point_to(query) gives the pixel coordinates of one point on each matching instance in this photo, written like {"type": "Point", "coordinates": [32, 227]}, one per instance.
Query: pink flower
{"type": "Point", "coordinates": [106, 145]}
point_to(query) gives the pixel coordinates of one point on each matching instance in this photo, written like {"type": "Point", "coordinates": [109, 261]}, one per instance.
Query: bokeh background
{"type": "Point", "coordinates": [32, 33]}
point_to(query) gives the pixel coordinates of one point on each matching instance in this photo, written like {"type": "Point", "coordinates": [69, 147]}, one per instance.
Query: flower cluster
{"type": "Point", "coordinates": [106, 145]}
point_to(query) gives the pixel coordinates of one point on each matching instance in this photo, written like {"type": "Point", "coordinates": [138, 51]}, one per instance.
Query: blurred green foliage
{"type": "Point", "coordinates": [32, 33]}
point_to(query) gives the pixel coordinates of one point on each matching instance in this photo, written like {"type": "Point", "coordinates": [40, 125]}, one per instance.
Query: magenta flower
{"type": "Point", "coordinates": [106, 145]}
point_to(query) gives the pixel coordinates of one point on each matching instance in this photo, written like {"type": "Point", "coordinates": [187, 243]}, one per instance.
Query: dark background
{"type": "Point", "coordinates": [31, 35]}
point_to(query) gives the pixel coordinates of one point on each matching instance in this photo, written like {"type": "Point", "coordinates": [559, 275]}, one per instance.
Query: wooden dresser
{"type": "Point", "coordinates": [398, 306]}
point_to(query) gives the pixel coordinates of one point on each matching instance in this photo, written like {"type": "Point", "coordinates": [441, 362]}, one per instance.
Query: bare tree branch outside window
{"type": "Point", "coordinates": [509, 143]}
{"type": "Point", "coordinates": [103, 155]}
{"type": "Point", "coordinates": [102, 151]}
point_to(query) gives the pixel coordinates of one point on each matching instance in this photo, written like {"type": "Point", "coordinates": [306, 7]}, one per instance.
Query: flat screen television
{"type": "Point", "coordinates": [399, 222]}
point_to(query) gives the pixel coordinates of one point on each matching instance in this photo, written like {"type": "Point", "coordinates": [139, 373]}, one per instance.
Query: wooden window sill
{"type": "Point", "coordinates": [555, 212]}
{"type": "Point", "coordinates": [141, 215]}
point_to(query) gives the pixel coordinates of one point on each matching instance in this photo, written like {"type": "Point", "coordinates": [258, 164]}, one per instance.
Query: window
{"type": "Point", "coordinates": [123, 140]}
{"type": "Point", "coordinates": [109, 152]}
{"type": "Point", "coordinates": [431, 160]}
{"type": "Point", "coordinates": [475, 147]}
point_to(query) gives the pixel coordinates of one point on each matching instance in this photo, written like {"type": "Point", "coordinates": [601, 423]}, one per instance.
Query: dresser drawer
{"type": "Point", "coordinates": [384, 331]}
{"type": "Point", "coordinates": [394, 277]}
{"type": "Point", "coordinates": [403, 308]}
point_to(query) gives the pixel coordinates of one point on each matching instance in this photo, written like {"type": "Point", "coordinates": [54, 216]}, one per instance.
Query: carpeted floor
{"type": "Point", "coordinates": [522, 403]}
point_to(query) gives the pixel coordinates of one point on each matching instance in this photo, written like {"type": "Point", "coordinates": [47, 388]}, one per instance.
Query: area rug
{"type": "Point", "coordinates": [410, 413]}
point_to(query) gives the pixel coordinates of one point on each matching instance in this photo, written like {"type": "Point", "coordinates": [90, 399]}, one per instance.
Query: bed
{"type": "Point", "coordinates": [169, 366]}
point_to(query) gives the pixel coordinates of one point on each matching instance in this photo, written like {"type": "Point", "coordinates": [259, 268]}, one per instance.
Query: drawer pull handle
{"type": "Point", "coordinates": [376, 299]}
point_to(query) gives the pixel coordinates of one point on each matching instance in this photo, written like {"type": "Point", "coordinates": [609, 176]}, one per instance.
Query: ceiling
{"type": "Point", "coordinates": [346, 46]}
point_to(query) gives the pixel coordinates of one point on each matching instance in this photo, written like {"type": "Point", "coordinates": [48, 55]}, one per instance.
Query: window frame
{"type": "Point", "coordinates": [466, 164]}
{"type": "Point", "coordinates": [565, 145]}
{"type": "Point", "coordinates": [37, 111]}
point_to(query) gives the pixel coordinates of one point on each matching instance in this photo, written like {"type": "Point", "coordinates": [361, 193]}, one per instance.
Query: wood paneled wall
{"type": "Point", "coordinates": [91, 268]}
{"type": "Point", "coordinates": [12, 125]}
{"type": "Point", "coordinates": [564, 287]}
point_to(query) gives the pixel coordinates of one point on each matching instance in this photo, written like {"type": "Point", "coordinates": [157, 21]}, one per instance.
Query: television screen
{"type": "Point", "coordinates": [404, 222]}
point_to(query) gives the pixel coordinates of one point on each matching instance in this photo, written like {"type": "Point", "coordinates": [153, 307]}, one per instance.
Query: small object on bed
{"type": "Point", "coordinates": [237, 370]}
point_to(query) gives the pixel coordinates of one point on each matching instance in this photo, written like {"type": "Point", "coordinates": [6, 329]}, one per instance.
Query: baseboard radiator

■ ■ ■ ■ ■ ■ ■

→ Problem:
Repeat the entries exactly, all of them.

→ Answer to this task:
point_to(query) gives the pixel coordinates of one point on each matching instance in this photo, written like {"type": "Point", "coordinates": [32, 227]}, one per instance.
Query: pink flower
{"type": "Point", "coordinates": [106, 145]}
point_to(query) gives the pixel coordinates of one point on each matching instance in this photo, written like {"type": "Point", "coordinates": [109, 261]}, one per instance.
Query: bokeh background
{"type": "Point", "coordinates": [32, 33]}
point_to(query) gives the pixel coordinates of one point on each matching instance in this photo, written like {"type": "Point", "coordinates": [69, 147]}, one per instance.
Query: flower cluster
{"type": "Point", "coordinates": [106, 145]}
point_to(query) gives the pixel coordinates of one point on each matching instance in this photo, written like {"type": "Point", "coordinates": [138, 51]}, one per instance.
Query: blurred green foliage
{"type": "Point", "coordinates": [32, 33]}
point_to(query) gives the pixel coordinates of one point on each matching instance in this photo, written like {"type": "Point", "coordinates": [40, 125]}, one per instance.
Query: magenta flower
{"type": "Point", "coordinates": [106, 145]}
point_to(query) gives the pixel coordinates of one point on each matching instance in this photo, written like {"type": "Point", "coordinates": [187, 243]}, one per instance.
Query: dark background
{"type": "Point", "coordinates": [31, 35]}
point_to(query) gives the pixel coordinates of one point on each matching instance in this photo, written like {"type": "Point", "coordinates": [559, 275]}, one per instance.
Query: wooden dresser
{"type": "Point", "coordinates": [398, 306]}
point_to(query) gives the pixel coordinates of one point on each matching instance in this photo, written like {"type": "Point", "coordinates": [441, 362]}, one per instance.
Query: bare tree branch outside window
{"type": "Point", "coordinates": [509, 143]}
{"type": "Point", "coordinates": [103, 155]}
{"type": "Point", "coordinates": [102, 151]}
point_to(query) gives the pixel coordinates of one point on each matching instance in this photo, written like {"type": "Point", "coordinates": [306, 7]}, one per instance.
Query: flat screen television
{"type": "Point", "coordinates": [399, 222]}
point_to(query) gives the pixel coordinates of one point on each matching instance in this photo, written like {"type": "Point", "coordinates": [139, 373]}, one per instance.
Query: wooden window sill
{"type": "Point", "coordinates": [555, 212]}
{"type": "Point", "coordinates": [141, 215]}
point_to(query) gives the pixel coordinates of one point on each matching instance in this photo, written like {"type": "Point", "coordinates": [258, 164]}, one per instance.
Query: window
{"type": "Point", "coordinates": [123, 140]}
{"type": "Point", "coordinates": [109, 152]}
{"type": "Point", "coordinates": [431, 160]}
{"type": "Point", "coordinates": [475, 147]}
point_to(query) gives the pixel coordinates of one point on each matching instance in this photo, written like {"type": "Point", "coordinates": [601, 423]}, one per instance.
Query: dresser drawer
{"type": "Point", "coordinates": [384, 331]}
{"type": "Point", "coordinates": [394, 277]}
{"type": "Point", "coordinates": [403, 308]}
point_to(query) gives the pixel coordinates of one point on each matching instance in this photo, written like {"type": "Point", "coordinates": [54, 216]}, one per instance.
Query: carpeted floor
{"type": "Point", "coordinates": [522, 403]}
point_to(query) gives the pixel coordinates of one point on each matching instance in this photo, written like {"type": "Point", "coordinates": [47, 388]}, one per instance.
Query: area rug
{"type": "Point", "coordinates": [410, 413]}
point_to(query) gives the pixel coordinates of one point on each matching instance in this photo, written like {"type": "Point", "coordinates": [90, 399]}, one per instance.
Query: bed
{"type": "Point", "coordinates": [169, 366]}
point_to(query) gives the pixel coordinates of one point on each matching instance in this photo, written like {"type": "Point", "coordinates": [259, 268]}, one per instance.
Query: drawer pull handle
{"type": "Point", "coordinates": [376, 299]}
point_to(query) gives the pixel coordinates of one point on each matching instance in this photo, written like {"type": "Point", "coordinates": [609, 176]}, one per instance.
Query: ceiling
{"type": "Point", "coordinates": [346, 46]}
point_to(query) gives the pixel coordinates of one point on each matching instance in this photo, written like {"type": "Point", "coordinates": [48, 55]}, one per instance.
Query: window frame
{"type": "Point", "coordinates": [466, 164]}
{"type": "Point", "coordinates": [565, 145]}
{"type": "Point", "coordinates": [37, 111]}
point_to(query) gives the pixel coordinates of one point on each matching instance in this photo, written like {"type": "Point", "coordinates": [361, 193]}, one per instance.
Query: wood paneled wall
{"type": "Point", "coordinates": [91, 268]}
{"type": "Point", "coordinates": [12, 125]}
{"type": "Point", "coordinates": [564, 287]}
point_to(query) gives the pixel coordinates of one point on each matching instance in this photo, written like {"type": "Point", "coordinates": [157, 21]}, one per instance.
Query: television screen
{"type": "Point", "coordinates": [404, 222]}
point_to(query) gives the pixel coordinates of one point on each matching instance in this photo, written like {"type": "Point", "coordinates": [153, 307]}, one per instance.
Query: small object on bed
{"type": "Point", "coordinates": [237, 370]}
point_to(query) gives the pixel coordinates of one point on each matching instance in this photo, written like {"type": "Point", "coordinates": [6, 329]}, one per instance.
Query: baseboard radiator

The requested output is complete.